Job 1>
Pick out every line in the rows below that contains the string "post", and copy each one. Case counts.

Text section>
0

I am trying to make a simple query using sunspot/solr and I seem to fail to fetch the results when my query string contains the word "of".

To be more specific:

When I query "University of Thessaloniki" solr returns no hits, but when I query "University Thessaloniki" it does.

Here are the logs:

Sep 29, 2012 10:24:56 AM org.apache.solr.core.SolrCore execute
INFO: [] webapp=/solr path=/select params={fl=*+score&start=0&q=University+of+Thessaloniki&qf=status_code_text+pi_details_text+other_party_name_text+contact_details_text+other_pi_details_text+sending_or_receiving_text+start_at_str_text+materials_text&wt=ruby&fq=type:Mta&defType=dismax&rows=10000} hits=0 status=0 QTime=8 

Sep 29, 2012 10:25:09 AM org.apache.solr.core.SolrCore execute
INFO: [] webapp=/solr path=/select params={fl=*+score&start=0&q=University+Thessaloniki&qf=status_code_text+pi_details_text+other_party_name_text+contact_details_text+other_pi_details_text+sending_or_receiving_text+start_at_str_text+materials_text&wt=ruby&fq=type:Mta&defType=dismax&rows=10000} hits=9 status=0 QTime=5 

When I make the same query directly on the admin interface of sunspot/solr (http://localhost:8981/solr/admin/analysis.jsp?highlight=on) it highlights matches.

Can you please help me, find my mistake?

Thanks in advance Panayotis

p.matsinopoulos
  • 7,655
  • 6
  • 44
  • 92

1 Answers1

1

You're using the dismax query parser, which allows you to configure the minimum number should match. The default value is 100%, meaning that all the clauses must match. Apparently your documents don't contain the word of. If that's the case you just need to configure the minimum should match parameter, taking into account that its behaviour slightly changes depending on the solr version you're using. On the other hand, if you think you have the word of I'd suggest you to check how you are indexing your documents. Is it possible that you're applying a stopword filter at index time but not at query time?

Records shown>
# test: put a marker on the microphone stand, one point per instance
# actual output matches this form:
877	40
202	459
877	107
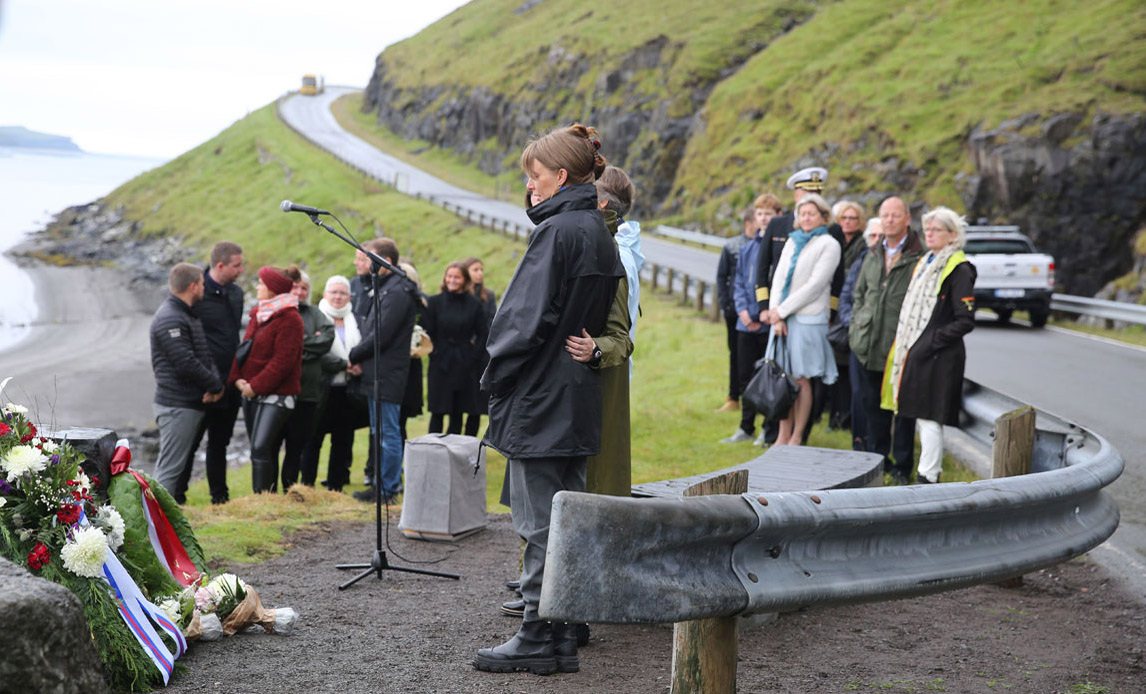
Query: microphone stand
378	562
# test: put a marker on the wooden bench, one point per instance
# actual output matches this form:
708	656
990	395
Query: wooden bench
787	468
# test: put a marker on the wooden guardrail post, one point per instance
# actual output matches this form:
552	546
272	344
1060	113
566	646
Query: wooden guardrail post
705	651
1014	443
1014	447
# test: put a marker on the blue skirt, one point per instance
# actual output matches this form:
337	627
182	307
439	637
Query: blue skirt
807	352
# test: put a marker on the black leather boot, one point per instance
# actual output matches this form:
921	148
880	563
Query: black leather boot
531	648
565	647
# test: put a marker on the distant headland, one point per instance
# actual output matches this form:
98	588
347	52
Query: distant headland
16	135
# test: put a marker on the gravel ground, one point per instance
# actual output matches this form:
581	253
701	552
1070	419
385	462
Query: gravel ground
1065	627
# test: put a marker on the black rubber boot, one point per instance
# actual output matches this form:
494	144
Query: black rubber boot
565	647
531	648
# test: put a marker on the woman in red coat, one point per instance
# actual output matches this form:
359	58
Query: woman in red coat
269	377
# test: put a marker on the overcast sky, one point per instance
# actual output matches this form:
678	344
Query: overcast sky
157	77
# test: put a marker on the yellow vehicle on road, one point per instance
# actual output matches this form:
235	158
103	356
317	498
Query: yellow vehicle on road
312	85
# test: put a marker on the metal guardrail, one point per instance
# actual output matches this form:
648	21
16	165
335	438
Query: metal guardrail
700	292
621	560
1112	310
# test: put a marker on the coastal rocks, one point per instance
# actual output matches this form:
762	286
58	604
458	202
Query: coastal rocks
44	637
96	235
1075	184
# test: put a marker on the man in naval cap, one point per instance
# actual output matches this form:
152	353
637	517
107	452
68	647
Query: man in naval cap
801	183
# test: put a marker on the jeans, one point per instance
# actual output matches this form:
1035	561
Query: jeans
218	424
178	427
391	446
533	484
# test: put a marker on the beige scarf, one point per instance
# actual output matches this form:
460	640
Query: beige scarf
918	304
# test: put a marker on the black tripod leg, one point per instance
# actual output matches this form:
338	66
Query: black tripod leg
359	577
424	572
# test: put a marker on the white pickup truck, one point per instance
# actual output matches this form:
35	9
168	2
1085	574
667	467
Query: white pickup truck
1012	274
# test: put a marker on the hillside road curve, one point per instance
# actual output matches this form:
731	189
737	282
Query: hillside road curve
1099	385
312	117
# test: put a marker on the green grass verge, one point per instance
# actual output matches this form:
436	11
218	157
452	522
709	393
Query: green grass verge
680	364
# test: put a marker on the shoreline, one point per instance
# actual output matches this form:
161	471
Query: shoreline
85	360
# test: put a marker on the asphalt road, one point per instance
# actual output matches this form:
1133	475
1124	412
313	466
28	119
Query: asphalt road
311	116
1099	385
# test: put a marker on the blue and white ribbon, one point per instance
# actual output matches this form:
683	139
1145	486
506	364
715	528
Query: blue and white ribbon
139	614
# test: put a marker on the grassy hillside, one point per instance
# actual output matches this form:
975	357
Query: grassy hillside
882	92
230	187
911	84
493	44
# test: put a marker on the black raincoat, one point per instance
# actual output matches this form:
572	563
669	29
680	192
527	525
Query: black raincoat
542	403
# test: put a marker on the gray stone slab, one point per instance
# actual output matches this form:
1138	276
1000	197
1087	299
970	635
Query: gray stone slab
789	468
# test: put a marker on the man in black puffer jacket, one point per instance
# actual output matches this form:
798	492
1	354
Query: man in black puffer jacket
221	313
397	297
186	377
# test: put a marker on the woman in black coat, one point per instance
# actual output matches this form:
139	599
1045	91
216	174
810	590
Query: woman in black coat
477	273
544	407
924	375
456	323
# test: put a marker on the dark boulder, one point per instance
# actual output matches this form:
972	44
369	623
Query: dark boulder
44	637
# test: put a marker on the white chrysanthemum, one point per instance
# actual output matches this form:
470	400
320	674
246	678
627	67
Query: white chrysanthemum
86	553
115	526
23	458
220	585
172	608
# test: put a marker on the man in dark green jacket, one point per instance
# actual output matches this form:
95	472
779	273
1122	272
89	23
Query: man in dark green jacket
880	288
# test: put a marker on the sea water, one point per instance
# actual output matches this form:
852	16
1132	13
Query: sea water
36	184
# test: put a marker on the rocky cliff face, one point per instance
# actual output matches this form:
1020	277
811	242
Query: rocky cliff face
1075	184
641	133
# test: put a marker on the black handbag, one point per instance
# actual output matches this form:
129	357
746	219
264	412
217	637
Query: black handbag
771	391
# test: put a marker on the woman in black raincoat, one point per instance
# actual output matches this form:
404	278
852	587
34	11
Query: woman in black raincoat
456	323
544	407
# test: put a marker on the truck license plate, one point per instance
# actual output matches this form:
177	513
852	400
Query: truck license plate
1009	293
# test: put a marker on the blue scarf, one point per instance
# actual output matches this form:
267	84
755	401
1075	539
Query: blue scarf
800	238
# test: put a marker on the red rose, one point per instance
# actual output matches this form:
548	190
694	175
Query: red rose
68	514
38	557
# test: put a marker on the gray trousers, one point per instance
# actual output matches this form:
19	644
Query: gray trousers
533	484
179	430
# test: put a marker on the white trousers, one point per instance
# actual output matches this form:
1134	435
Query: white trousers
931	443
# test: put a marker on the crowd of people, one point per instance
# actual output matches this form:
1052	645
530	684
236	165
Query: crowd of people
301	372
869	321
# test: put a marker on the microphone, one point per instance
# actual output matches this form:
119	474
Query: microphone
289	206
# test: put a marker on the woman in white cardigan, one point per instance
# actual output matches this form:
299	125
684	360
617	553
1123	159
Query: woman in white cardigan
337	412
805	274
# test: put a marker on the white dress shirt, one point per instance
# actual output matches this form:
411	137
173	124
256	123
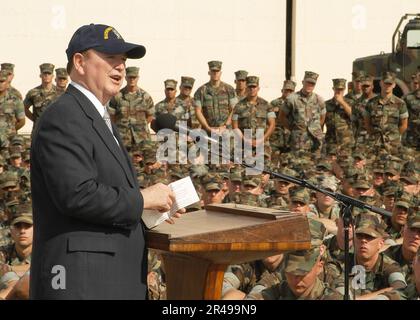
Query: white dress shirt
95	101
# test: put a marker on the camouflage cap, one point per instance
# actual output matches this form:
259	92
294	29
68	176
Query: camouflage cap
339	83
23	214
252	81
357	75
15	155
404	200
362	182
324	165
413	220
366	80
212	182
371	225
301	262
198	170
26	218
236	176
61	73
311	76
187	82
170	84
46	68
252	180
329	183
3	75
215	65
388	77
9	67
241	75
132	71
289	85
393	167
358	155
299	194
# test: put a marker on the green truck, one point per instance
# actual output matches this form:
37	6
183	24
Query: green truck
404	60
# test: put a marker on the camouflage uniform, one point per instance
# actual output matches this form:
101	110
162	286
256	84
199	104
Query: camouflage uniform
38	97
11	111
361	136
253	116
279	140
177	108
189	103
216	102
9	254
298	263
338	122
240	75
413	131
353	96
386	272
245	276
385	117
304	116
9	68
131	111
156	278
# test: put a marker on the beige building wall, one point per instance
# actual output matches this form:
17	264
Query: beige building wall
182	35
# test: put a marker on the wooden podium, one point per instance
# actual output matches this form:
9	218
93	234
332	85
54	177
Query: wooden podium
197	249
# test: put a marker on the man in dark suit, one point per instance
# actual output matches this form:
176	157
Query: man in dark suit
87	205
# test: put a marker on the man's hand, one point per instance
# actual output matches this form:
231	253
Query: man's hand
158	197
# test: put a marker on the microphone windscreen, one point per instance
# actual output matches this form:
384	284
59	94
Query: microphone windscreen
164	121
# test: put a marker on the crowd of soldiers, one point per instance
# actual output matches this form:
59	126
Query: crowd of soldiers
361	144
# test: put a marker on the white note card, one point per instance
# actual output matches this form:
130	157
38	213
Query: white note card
185	195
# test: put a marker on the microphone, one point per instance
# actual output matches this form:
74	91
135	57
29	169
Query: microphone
168	121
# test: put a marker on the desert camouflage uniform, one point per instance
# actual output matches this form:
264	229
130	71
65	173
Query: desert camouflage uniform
156	281
216	103
40	99
413	131
11	110
304	115
131	111
385	117
339	128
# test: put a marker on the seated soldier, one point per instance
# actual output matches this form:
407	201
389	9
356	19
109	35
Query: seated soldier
335	244
302	269
279	199
330	272
378	273
252	192
399	217
405	252
214	193
412	291
299	201
17	256
325	208
239	279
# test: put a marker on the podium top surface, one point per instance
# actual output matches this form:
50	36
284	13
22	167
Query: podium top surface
229	227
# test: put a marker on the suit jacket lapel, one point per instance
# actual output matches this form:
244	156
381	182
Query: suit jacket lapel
104	133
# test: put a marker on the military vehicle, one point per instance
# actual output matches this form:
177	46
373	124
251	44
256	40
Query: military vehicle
404	60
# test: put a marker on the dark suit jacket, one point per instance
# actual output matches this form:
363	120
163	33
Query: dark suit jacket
86	207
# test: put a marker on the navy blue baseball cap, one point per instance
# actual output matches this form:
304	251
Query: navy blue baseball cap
104	39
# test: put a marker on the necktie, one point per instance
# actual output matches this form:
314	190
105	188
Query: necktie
107	120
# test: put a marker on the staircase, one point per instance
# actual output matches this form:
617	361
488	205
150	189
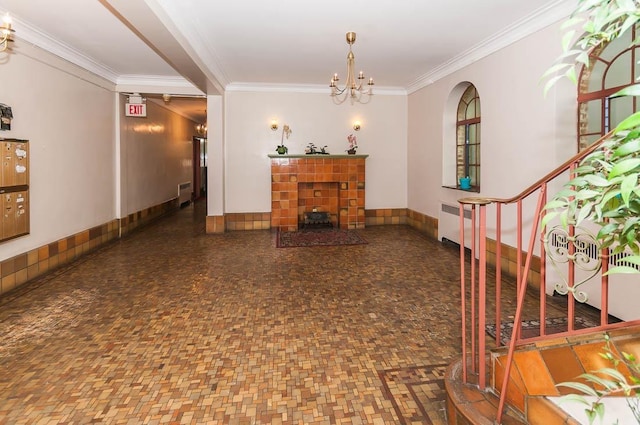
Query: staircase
544	331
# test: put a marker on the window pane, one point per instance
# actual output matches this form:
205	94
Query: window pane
594	116
462	108
460	155
619	73
636	75
473	175
595	79
616	46
621	107
586	141
461	135
472	155
471	110
472	133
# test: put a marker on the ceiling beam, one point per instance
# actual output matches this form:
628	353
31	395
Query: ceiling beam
160	34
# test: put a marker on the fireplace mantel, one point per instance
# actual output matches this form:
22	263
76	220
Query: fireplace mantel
300	183
316	156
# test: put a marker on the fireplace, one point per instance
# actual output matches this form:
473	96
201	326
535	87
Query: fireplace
334	184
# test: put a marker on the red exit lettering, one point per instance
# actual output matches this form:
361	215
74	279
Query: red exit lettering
136	110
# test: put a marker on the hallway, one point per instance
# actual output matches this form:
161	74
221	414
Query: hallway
171	325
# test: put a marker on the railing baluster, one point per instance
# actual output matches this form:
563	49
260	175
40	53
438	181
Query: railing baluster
474	355
498	272
543	292
604	307
482	298
463	296
477	279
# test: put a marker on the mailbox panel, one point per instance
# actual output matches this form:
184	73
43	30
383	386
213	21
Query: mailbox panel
8	164
21	202
21	163
14	188
8	215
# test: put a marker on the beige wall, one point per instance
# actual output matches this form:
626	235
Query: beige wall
67	116
313	117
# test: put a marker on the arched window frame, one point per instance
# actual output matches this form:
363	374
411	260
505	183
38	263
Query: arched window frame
468	138
596	108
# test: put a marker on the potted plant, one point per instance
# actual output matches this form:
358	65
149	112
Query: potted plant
281	148
353	144
605	188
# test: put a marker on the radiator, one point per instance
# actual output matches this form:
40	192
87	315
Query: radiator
449	224
184	193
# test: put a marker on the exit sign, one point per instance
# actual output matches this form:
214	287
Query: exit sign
135	109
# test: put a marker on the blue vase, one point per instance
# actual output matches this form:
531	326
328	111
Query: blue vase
465	183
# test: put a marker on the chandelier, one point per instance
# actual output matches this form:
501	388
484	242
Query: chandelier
6	33
353	88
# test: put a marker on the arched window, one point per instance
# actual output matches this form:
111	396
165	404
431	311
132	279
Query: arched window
611	68
468	138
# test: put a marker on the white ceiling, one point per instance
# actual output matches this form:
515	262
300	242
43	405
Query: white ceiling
191	47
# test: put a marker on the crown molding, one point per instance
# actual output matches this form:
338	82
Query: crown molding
32	35
304	88
191	40
157	84
543	17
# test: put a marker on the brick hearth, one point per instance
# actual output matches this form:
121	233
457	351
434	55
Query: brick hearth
292	196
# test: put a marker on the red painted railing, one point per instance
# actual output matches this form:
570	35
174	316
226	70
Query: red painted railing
474	283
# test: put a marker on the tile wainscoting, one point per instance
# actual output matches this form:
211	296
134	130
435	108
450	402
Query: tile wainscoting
24	267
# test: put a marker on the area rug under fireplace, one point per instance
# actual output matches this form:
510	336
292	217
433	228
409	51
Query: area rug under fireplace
318	237
531	328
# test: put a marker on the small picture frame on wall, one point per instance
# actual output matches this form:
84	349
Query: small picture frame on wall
6	115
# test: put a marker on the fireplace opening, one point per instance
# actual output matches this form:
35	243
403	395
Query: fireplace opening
318	204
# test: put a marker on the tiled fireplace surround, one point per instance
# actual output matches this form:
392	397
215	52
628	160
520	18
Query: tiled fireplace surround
333	184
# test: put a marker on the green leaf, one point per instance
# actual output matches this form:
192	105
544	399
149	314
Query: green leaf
633	90
596	180
628	148
624	167
584	212
627	186
567	39
586	194
629	122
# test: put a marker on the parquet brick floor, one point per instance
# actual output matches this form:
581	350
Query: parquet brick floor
174	326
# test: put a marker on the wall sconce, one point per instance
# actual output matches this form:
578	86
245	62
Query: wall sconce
6	33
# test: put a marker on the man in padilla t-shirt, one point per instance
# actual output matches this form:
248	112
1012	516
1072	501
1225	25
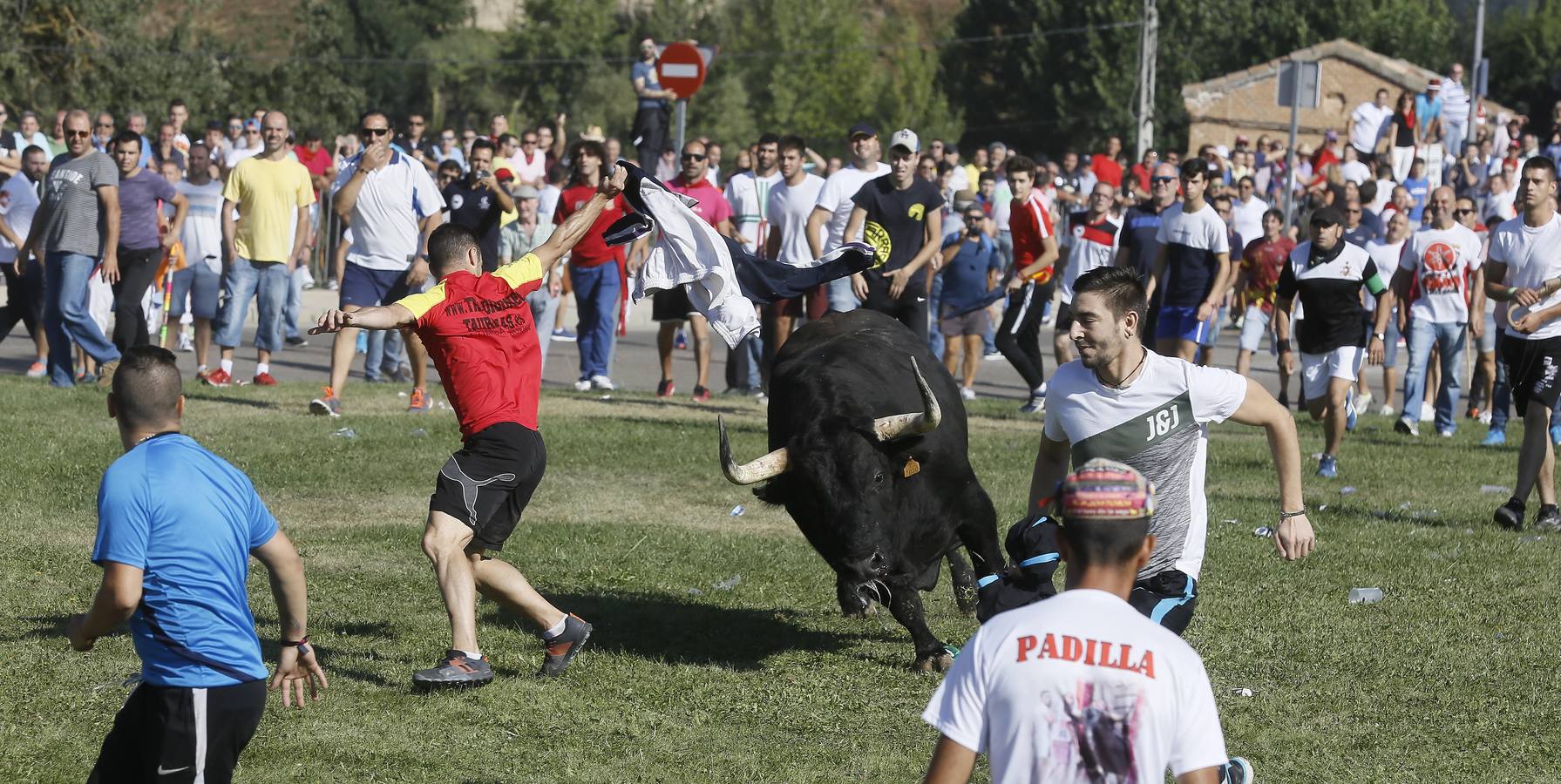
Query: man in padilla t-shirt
1083	686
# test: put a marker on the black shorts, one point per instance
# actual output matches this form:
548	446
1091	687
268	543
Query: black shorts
1063	318
180	734
489	482
1168	598
672	304
1531	369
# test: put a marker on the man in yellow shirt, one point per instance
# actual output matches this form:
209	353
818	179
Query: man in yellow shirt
260	248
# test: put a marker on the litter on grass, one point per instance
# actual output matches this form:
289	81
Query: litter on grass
1365	596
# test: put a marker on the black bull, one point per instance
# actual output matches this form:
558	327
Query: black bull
870	457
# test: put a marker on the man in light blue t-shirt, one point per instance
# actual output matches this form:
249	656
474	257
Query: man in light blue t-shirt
177	525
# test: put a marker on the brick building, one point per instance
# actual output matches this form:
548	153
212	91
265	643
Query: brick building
1246	102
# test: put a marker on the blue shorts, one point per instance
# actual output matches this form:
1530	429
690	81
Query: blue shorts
367	287
201	286
1180	323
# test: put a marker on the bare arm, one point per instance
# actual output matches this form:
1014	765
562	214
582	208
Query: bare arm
815	221
116	600
1293	535
951	762
1051	468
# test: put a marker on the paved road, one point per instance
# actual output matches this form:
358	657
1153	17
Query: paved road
635	365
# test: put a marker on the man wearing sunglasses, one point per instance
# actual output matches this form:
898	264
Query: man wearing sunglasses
261	247
392	205
75	226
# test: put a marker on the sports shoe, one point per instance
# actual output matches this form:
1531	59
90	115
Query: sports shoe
455	669
418	402
1407	426
1237	772
329	404
1329	466
1549	517
560	651
1510	515
105	379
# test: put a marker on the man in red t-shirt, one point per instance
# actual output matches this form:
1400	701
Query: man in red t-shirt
672	308
1105	167
1257	282
478	331
1030	280
595	268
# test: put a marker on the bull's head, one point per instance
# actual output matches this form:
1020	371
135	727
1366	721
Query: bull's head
842	491
886	429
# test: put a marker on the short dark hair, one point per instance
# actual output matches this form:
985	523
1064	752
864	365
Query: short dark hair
1103	541
793	142
1020	164
126	138
1120	287
448	245
1541	162
147	385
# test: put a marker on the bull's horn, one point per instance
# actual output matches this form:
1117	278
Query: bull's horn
907	424
769	466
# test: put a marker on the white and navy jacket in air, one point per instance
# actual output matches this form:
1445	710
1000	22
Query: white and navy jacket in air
722	278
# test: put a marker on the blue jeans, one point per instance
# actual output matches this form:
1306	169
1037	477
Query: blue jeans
544	314
597	300
66	317
1450	341
294	301
268	284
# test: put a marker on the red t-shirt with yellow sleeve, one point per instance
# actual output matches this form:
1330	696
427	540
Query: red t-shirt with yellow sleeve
478	331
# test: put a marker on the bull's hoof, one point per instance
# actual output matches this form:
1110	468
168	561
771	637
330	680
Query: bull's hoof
933	663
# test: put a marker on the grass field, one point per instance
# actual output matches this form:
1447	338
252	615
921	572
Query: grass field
1450	679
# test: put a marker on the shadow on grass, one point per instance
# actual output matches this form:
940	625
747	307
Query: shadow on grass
684	632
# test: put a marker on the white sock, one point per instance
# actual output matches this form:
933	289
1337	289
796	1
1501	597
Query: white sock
556	630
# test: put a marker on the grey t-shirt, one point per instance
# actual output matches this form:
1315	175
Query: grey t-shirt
71	197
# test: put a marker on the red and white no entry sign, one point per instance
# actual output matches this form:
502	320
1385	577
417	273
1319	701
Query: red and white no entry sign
681	69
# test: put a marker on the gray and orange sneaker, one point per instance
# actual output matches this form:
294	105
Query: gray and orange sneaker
455	669
327	404
560	651
418	402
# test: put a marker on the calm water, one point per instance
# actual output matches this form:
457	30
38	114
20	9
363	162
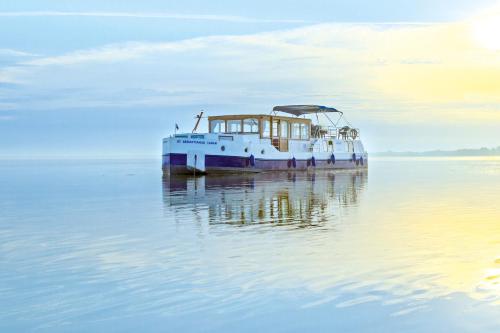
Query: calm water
101	246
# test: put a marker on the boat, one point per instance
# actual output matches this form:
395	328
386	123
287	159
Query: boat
285	139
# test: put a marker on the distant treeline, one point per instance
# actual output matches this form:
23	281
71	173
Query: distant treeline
460	152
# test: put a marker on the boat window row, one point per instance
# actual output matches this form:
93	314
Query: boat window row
276	128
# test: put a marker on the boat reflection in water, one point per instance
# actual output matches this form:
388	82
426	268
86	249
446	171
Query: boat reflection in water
299	199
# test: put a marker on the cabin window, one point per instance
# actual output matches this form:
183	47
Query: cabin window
284	129
276	126
217	126
233	126
304	131
295	131
266	128
251	125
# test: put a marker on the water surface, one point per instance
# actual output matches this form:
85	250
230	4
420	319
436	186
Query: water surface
100	246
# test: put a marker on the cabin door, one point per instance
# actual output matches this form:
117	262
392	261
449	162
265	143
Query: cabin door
280	134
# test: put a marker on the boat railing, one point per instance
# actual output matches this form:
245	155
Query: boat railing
333	132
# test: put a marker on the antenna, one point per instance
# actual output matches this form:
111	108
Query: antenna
197	121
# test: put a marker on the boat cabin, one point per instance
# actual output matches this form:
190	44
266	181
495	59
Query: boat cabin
279	129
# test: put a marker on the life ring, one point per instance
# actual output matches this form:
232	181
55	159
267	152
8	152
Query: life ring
252	160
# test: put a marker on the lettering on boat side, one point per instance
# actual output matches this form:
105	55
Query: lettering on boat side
198	142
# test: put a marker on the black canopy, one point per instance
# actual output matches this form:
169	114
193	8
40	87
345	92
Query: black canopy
299	110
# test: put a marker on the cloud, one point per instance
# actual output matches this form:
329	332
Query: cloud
158	15
389	72
16	53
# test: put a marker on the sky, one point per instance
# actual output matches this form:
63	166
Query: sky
111	79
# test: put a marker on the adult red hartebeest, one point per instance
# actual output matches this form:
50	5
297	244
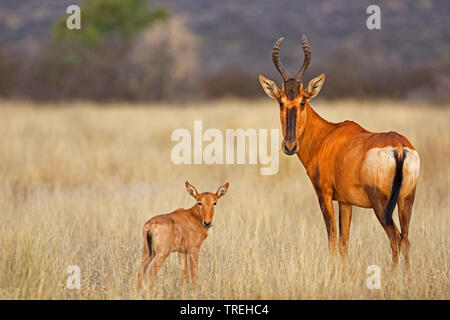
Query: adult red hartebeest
346	162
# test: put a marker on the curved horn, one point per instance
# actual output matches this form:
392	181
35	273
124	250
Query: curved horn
307	52
276	61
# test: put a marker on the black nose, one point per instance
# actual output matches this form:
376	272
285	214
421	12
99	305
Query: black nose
206	224
291	151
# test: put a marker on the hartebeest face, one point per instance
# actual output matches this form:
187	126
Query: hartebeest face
292	98
206	201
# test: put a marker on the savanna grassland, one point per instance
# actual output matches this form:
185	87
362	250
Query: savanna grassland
78	182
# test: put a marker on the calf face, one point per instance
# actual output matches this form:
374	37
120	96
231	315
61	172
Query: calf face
206	201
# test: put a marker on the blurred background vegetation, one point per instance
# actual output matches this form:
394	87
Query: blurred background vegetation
177	50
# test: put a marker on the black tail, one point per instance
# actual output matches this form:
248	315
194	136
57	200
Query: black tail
396	185
149	244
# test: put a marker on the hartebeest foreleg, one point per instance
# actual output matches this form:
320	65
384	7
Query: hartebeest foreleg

Job 2>
Retype the stretch of the Solr query thread above from "You're using the" through "at query time?", without any changes.

Task output 1>
# test: put a marker on the wooden guardrail post, one point per instance
Query: wooden guardrail post

Task output 2>
You're using the dismax query parser, which allows you to configure the minimum number should match. The default value is 100%, meaning that all the clauses must match. Apparently your documents don't contain the word of. If that's the case you just need to configure the minimum should match parameter, taking into account that its behaviour slightly changes depending on the solr version you're using. On the other hand, if you think you have the word of I'd suggest you to check how you are indexing your documents. Is it possible that you're applying a stopword filter at index time but not at query time?